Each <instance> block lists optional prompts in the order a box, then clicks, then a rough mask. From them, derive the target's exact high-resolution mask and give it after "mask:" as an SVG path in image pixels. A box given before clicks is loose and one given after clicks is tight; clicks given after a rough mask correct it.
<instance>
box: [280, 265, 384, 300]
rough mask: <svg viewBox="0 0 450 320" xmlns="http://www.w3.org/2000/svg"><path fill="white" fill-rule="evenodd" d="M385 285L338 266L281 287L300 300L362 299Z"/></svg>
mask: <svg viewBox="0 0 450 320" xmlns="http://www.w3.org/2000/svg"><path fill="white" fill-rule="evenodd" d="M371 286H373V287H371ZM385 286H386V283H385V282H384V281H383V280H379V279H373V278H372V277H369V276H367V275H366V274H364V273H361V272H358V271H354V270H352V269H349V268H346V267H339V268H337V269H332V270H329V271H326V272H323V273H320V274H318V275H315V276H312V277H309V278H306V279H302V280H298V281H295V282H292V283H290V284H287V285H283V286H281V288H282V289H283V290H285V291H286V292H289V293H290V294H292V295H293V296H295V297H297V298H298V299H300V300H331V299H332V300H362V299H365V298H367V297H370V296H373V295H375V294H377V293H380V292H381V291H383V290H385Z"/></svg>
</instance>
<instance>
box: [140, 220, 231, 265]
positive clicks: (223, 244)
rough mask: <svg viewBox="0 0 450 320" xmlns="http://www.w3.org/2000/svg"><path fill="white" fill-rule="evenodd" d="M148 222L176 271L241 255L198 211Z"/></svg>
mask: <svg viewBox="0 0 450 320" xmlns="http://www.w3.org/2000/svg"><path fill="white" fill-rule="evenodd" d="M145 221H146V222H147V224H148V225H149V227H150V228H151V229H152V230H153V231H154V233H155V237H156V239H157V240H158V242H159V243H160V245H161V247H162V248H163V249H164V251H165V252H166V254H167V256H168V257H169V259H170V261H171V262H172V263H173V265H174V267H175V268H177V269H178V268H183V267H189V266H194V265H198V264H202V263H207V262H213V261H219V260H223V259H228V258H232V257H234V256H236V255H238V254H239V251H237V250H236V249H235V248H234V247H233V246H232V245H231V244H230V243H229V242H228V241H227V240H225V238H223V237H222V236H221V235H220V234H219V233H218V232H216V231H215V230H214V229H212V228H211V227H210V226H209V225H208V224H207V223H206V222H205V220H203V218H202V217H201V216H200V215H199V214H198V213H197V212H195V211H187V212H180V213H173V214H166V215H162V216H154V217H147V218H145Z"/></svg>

Work required. Copy out every one of the lines above, character for character, with no changes.

Output for this task.
Each <instance> block lists optional prompts in the order a box, then clicks, then a rough mask. From them, derive the target's exact high-resolution mask and give it after "mask:" as an SVG path in image pixels. A box given before clicks is loose and one given after clicks is tight; clicks given after a rough mask correct it.
<instance>
box: [280, 265, 384, 300]
rough mask: <svg viewBox="0 0 450 320" xmlns="http://www.w3.org/2000/svg"><path fill="white" fill-rule="evenodd" d="M385 285L338 266L281 287L300 300L362 299Z"/></svg>
mask: <svg viewBox="0 0 450 320" xmlns="http://www.w3.org/2000/svg"><path fill="white" fill-rule="evenodd" d="M371 286H373V287H371ZM385 286H386V283H385V282H384V281H383V280H379V279H373V278H372V277H369V276H367V275H366V274H364V273H361V272H358V271H354V270H352V269H349V268H346V267H339V268H337V269H332V270H329V271H326V272H323V273H320V274H318V275H315V276H312V277H309V278H306V279H302V280H298V281H295V282H292V283H290V284H287V285H283V286H281V288H282V289H283V290H285V291H286V292H289V293H290V294H292V295H293V296H295V297H297V298H298V299H300V300H331V299H332V300H362V299H365V298H367V297H370V296H373V295H375V294H377V293H380V292H381V291H383V290H385Z"/></svg>
</instance>
<instance>
box: [140, 220, 231, 265]
positive clicks: (223, 244)
rough mask: <svg viewBox="0 0 450 320" xmlns="http://www.w3.org/2000/svg"><path fill="white" fill-rule="evenodd" d="M148 222L176 271L241 255L198 211Z"/></svg>
mask: <svg viewBox="0 0 450 320" xmlns="http://www.w3.org/2000/svg"><path fill="white" fill-rule="evenodd" d="M145 221H146V222H147V224H148V225H149V227H150V228H151V229H152V230H153V231H154V233H155V237H156V239H157V240H158V242H159V243H160V245H161V247H162V248H163V249H164V251H165V252H166V254H167V256H168V257H169V259H170V261H171V262H172V263H173V265H174V267H175V268H177V269H178V268H183V267H189V266H194V265H198V264H202V263H207V262H213V261H219V260H223V259H228V258H232V257H234V256H236V255H238V254H239V251H237V250H236V249H235V248H234V247H233V246H232V245H231V244H230V243H229V242H228V241H227V240H225V238H223V237H222V236H221V235H220V234H219V233H218V232H216V231H215V230H214V229H212V228H211V227H210V226H209V225H208V224H207V223H206V222H205V220H203V218H202V217H201V216H200V215H199V214H198V213H197V212H195V211H187V212H180V213H173V214H166V215H162V216H154V217H147V218H145Z"/></svg>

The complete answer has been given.